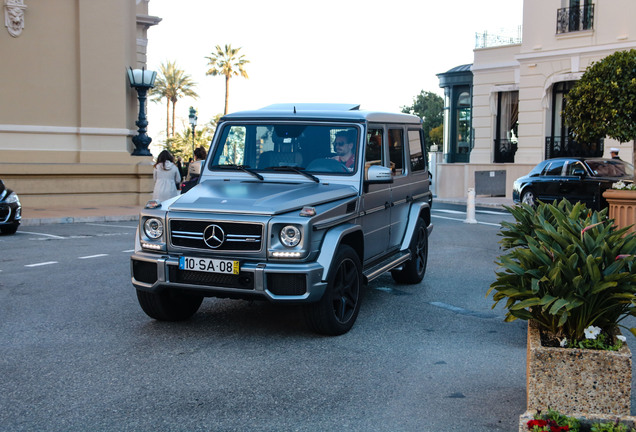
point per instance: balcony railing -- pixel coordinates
(566, 147)
(575, 19)
(502, 37)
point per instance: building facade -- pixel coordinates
(518, 90)
(68, 112)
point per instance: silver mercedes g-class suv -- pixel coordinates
(299, 204)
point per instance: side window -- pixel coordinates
(575, 166)
(554, 169)
(396, 151)
(416, 150)
(373, 153)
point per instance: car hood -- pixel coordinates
(248, 197)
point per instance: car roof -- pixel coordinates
(323, 112)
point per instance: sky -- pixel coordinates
(379, 54)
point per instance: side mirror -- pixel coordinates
(379, 174)
(579, 172)
(195, 168)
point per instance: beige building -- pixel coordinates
(68, 112)
(517, 91)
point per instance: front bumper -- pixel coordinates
(277, 282)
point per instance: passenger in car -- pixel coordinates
(343, 146)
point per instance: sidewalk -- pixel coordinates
(33, 216)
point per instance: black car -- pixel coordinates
(576, 179)
(10, 210)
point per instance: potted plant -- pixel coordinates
(622, 204)
(570, 272)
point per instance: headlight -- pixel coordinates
(290, 236)
(13, 197)
(153, 228)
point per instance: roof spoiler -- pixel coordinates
(311, 107)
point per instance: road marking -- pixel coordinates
(41, 264)
(462, 220)
(462, 311)
(45, 235)
(111, 226)
(497, 213)
(93, 256)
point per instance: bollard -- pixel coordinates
(470, 207)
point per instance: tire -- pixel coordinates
(169, 305)
(9, 229)
(336, 312)
(527, 197)
(413, 270)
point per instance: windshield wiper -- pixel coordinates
(296, 170)
(243, 168)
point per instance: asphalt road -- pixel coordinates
(78, 354)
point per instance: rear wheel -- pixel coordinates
(169, 305)
(528, 197)
(9, 229)
(337, 310)
(413, 270)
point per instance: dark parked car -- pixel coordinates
(577, 179)
(10, 210)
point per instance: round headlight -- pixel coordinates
(290, 236)
(153, 228)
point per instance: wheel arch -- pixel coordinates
(348, 234)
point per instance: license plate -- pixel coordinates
(209, 265)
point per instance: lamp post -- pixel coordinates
(141, 80)
(193, 122)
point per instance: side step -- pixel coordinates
(386, 265)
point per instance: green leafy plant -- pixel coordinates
(553, 421)
(611, 427)
(567, 268)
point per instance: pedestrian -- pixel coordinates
(167, 177)
(179, 165)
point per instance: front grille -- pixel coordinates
(5, 212)
(238, 236)
(243, 280)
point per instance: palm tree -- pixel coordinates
(173, 84)
(227, 62)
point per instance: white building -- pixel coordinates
(517, 91)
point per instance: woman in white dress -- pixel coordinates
(166, 176)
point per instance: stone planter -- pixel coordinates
(622, 207)
(576, 381)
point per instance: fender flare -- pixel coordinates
(414, 213)
(331, 242)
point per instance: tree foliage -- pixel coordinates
(430, 107)
(603, 102)
(228, 63)
(172, 84)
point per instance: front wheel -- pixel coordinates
(336, 312)
(169, 305)
(413, 270)
(9, 229)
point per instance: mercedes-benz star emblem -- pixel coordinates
(213, 236)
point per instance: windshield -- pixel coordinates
(319, 149)
(610, 168)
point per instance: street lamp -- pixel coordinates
(193, 122)
(141, 80)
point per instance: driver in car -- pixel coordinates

### [WHAT THE EXERCISE ASKS]
Copy the records verbatim from the line containing "point per instance: tree" through the end of the records, including both of those boundary lines.

### [EXPECTED OUTPUT]
point per instance: tree foliage -- pixel coordinates
(430, 107)
(603, 102)
(228, 63)
(172, 84)
point per instance: front wheel -- pixel coordinates
(336, 312)
(169, 305)
(413, 270)
(9, 229)
point per instance: mercedes-benz star emblem -- pixel coordinates
(213, 236)
point per instance: windshield -- pixel coordinates
(319, 149)
(610, 168)
point per instance: street lamp -- pixel coordinates
(193, 122)
(141, 80)
point per instance: driver in car -- pixel coordinates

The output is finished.